(Work required): Return exactly the span of lines that opens with the line containing "Can you find the white sink" and closes with the last line of the data, inclusive.

-----

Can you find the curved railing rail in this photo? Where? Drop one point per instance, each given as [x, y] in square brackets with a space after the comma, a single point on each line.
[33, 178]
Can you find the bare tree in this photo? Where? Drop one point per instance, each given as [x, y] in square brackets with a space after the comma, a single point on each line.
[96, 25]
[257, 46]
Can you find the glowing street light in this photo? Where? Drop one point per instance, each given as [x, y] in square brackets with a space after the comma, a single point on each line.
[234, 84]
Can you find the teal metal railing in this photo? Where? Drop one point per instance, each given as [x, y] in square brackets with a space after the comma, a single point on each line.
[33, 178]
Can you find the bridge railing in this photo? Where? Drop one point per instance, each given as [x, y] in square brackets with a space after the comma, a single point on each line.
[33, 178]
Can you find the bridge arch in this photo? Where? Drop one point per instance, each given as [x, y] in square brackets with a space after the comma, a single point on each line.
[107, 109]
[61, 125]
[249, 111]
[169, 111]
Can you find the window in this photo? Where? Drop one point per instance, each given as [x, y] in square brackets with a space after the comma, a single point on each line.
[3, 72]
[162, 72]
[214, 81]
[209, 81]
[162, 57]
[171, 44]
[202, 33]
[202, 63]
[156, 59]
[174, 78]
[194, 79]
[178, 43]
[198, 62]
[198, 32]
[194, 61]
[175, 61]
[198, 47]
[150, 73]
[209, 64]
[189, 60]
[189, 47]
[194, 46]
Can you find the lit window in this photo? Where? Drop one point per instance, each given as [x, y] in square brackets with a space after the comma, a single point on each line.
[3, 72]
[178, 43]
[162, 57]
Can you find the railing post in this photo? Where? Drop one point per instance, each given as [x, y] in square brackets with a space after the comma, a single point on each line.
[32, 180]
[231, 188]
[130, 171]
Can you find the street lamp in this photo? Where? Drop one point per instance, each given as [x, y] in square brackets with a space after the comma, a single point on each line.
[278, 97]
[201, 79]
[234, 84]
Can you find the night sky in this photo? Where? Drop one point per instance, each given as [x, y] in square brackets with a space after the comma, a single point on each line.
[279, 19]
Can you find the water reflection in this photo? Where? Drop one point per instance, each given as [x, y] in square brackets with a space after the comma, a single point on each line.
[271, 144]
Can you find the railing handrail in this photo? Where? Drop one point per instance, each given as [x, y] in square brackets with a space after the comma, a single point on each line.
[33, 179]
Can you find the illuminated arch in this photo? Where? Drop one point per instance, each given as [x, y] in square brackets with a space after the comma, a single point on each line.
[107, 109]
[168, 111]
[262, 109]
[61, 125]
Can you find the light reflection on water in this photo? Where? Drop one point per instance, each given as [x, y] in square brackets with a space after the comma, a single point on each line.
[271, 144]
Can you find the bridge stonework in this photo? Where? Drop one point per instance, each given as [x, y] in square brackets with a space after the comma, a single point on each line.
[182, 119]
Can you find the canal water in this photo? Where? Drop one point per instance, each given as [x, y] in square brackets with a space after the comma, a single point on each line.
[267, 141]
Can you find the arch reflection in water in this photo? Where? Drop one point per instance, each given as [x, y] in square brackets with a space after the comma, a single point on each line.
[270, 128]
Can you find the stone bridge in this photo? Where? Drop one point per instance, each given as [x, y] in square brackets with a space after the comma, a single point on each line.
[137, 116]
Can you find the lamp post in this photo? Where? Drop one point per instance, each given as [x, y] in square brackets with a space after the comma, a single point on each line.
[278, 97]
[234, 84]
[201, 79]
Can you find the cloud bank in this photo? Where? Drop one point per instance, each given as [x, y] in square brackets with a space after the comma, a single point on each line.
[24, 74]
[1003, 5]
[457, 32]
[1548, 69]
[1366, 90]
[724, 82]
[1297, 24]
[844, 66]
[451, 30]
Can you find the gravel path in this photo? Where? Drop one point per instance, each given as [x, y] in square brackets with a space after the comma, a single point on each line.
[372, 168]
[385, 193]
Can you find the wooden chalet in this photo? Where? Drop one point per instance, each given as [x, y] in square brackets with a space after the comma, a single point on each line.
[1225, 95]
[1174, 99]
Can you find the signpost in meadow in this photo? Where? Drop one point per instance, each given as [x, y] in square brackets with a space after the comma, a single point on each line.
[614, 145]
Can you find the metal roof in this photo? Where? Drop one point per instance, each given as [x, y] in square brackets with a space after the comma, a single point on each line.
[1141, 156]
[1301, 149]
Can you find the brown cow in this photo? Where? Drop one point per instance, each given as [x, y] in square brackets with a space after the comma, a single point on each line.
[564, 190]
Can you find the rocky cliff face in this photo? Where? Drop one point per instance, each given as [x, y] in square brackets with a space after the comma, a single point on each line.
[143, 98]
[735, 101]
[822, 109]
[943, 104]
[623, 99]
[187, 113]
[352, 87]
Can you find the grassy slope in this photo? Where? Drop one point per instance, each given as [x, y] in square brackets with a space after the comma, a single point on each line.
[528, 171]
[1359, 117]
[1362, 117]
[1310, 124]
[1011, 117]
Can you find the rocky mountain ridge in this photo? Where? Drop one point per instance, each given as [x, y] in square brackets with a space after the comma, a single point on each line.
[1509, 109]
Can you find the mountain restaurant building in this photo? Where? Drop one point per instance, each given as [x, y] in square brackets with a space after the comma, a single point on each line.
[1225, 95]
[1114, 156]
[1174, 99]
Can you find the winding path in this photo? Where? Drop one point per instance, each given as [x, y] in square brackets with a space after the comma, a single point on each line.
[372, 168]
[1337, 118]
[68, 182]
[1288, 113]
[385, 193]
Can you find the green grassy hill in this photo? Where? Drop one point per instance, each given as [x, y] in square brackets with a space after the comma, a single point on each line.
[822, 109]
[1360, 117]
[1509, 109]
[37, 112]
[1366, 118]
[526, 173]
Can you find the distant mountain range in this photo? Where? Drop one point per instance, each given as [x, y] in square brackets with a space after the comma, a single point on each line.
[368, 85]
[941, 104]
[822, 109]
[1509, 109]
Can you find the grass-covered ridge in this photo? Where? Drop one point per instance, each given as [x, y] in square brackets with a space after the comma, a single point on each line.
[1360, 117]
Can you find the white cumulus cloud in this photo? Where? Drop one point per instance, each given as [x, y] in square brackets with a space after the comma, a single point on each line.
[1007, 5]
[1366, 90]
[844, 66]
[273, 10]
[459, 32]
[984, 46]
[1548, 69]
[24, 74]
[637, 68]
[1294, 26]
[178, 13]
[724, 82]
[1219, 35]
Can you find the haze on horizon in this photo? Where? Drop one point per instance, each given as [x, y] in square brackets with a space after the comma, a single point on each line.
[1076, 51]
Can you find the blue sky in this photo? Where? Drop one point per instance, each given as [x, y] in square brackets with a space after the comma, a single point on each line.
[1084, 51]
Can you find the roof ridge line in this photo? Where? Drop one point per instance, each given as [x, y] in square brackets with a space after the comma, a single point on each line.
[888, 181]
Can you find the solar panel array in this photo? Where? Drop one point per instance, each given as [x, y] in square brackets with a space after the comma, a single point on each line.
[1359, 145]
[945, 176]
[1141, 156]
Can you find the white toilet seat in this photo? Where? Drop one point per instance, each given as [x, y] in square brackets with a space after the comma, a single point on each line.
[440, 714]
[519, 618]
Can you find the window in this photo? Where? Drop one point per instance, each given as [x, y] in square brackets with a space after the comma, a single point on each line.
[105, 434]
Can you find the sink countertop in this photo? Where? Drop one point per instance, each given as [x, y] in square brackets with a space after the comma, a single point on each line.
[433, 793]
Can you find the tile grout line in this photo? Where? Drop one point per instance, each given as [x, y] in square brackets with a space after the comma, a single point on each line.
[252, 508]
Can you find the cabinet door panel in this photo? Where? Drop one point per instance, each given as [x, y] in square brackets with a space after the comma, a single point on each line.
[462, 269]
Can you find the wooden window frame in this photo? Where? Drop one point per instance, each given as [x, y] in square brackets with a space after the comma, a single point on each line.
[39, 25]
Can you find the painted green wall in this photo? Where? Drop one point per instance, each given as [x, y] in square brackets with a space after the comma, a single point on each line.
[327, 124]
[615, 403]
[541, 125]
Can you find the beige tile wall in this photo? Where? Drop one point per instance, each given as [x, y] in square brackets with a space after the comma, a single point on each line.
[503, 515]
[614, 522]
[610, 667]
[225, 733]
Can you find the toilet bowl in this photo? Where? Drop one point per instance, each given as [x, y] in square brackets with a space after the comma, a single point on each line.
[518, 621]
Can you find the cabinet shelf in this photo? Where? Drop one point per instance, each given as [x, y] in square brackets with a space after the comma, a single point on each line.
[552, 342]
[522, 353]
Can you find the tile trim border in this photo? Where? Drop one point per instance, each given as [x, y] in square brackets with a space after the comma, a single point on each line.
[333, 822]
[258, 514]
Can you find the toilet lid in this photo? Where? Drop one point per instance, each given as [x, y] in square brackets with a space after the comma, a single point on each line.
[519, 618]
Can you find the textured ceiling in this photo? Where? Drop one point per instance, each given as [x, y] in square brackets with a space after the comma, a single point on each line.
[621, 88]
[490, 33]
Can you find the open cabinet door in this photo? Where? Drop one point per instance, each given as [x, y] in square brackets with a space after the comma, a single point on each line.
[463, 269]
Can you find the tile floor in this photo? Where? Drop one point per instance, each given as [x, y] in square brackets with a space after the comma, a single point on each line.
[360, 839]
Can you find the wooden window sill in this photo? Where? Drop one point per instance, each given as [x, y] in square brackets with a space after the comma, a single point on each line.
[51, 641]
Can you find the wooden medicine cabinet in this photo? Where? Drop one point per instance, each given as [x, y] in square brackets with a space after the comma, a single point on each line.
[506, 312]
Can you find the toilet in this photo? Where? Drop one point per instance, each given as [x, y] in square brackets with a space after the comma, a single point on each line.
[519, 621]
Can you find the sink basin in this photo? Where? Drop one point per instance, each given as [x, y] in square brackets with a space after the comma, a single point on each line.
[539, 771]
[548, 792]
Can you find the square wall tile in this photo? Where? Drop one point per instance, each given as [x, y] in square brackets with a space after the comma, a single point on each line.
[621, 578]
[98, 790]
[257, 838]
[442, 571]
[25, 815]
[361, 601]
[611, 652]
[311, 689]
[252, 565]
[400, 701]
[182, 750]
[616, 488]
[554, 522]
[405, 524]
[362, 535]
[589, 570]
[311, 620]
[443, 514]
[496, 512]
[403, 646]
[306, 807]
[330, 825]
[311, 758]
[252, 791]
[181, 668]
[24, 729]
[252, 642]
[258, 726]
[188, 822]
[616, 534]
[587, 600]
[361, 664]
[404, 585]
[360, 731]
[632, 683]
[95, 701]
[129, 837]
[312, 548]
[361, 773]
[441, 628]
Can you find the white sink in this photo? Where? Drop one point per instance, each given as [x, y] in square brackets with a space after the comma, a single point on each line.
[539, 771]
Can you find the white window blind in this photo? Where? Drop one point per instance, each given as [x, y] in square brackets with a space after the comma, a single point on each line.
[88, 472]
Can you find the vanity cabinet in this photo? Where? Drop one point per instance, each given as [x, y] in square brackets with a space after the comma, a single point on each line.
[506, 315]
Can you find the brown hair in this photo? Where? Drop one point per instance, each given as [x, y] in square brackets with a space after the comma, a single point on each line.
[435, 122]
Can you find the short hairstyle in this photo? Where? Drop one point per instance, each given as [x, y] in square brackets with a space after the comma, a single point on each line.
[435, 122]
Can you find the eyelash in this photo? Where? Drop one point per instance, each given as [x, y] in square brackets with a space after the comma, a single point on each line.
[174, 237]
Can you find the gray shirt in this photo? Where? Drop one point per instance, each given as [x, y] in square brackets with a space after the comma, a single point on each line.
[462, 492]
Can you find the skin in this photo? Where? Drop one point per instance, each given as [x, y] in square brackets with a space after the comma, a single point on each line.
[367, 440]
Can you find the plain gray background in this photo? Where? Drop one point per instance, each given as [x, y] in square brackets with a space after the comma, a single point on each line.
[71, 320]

-----

(The result):
Can you find the white sink in this photo? Where? Drop one point per instance, each given as [x, y] in square brackets with a space after the comma, a single point on each line.
[539, 771]
Can you find the white window blind in this photo? Where? Drop one point per instance, each given as [x, y] in square brackets with a space after the comma, a single point on each line.
[88, 472]
Can you find the vanity cabinet in this photo? Where? Drop one point per instance, each given as [x, y] in square brackets with a space after the comma, a single point on each line.
[506, 315]
Can you find the brown hair in this photo? Where? Drop one point per instance, each given as [x, y] in square brackets with a space after the comma, a single point on each line.
[435, 122]
Can you find the short hairstyle in this photo? Where? Drop one point per instance, each given as [x, y] in square brackets with a space after the comma, a single point on each line.
[435, 122]
Can you find the eyelash in this photo? Where? Drop one point per instance, each given as [x, y] in square brackets with a space after the comma, a single point on each line.
[174, 237]
Can you find the gray shirt in this photo? Where? Drop one point per instance, each given as [x, y] in square brackets with a space after the comma, a single point on each line.
[462, 492]
Can you find the skin in this photo? Where? Drop one point per instance, each given as [x, y] in square brackets with a space after the comma, a single point on each line.
[367, 440]
Can you find the plain gray background in this photo? Where? Drop one point per instance, each given as [x, y] in square brackets with a space after the comma, a single point on each line.
[71, 320]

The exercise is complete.